Microsoft CEO Satya Nadella, left, and Oracle chairman and CTO Larry Ellison on a live stream from Redmond, announcing plans to expand their partnership with a new service called Oracle Database@Azure.

Microsoft CEO Satya Nadella and Oracle Chairman and CTO Larry Ellison made a rare joint appearance this afternoon to announce the next stage in their partnership, a new service that will let customers run Oracle’s database services on its cloud infrastructure in Microsoft’s Azure data centers.

Ellison said at the outset of the live stream that it was the first time he had ever been to Redmond, Wash., where Microsoft is based, which speaks in part to the fierce nature of the longtime rivalry between the companies.

Microsoft’s SQL Server and Oracle Database have traditionally competed head-to-head in the database market, and the companies have also become competitors in the cloud in recent years. The rivalry dates back to the 1980s, manifesting in what was sometimes described as a public feud between Ellison and Bill Gates.

“It’s hard to believe,” Ellison acknowledged Thursday. “I waited until very late in my career to make the trip.”

“It took us 45 years!” Nadella said as the two tech leaders laughed along with Alysa Taylor, the Microsoft corporate vice president of Azure and industry marketing, who hosted the live stream.

Among other benefits, Microsoft and Oracle say their new service will give Oracle customers the ability to access Microsoft’s Azure OpenAI service, which leverages the tech giant’s partnership with the ChatGPT maker.

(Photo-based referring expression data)
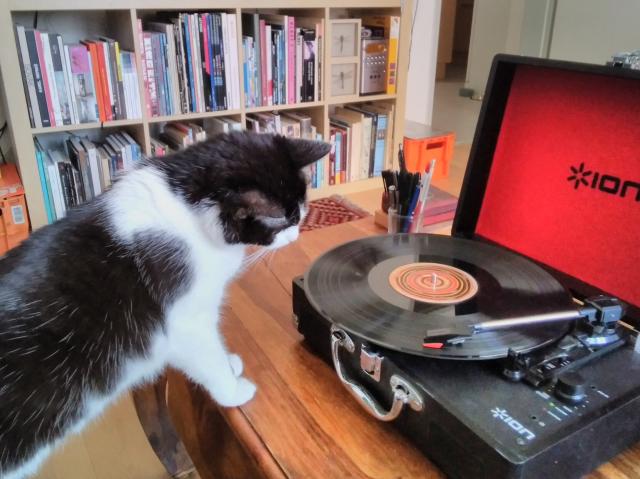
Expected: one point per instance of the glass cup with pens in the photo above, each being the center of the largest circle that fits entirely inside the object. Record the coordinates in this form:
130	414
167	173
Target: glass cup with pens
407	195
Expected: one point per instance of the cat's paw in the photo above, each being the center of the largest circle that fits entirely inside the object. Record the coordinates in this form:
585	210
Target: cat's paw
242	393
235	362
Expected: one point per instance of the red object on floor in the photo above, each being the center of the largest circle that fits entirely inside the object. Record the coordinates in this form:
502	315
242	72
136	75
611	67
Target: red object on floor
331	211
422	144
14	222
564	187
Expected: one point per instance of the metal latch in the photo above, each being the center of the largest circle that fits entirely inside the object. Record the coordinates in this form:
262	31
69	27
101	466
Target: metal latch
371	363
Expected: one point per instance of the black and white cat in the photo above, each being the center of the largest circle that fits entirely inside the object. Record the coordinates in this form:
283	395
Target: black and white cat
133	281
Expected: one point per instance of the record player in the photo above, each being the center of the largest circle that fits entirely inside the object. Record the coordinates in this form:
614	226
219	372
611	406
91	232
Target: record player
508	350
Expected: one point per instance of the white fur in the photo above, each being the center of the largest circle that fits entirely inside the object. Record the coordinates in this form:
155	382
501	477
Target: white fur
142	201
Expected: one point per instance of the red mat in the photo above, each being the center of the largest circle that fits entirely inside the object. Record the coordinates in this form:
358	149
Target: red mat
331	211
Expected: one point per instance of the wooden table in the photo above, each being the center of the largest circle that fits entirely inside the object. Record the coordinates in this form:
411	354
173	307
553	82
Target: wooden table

### Assignment
Summarize the article on the Microsoft and Oracle partnership in two sentences.

### Expected answer
Microsoft CEO Satya Nadella and Oracle chairman and CTO Larry Ellison made a rare joint appearance to announce Oracle Database@Azure, a new service that will let customers run Oracle's database services on its cloud infrastructure in Microsoft's Azure data centers. The two companies have been rivals since the 1980s, and they say the new service will give Oracle customers access to Microsoft's Azure OpenAI service.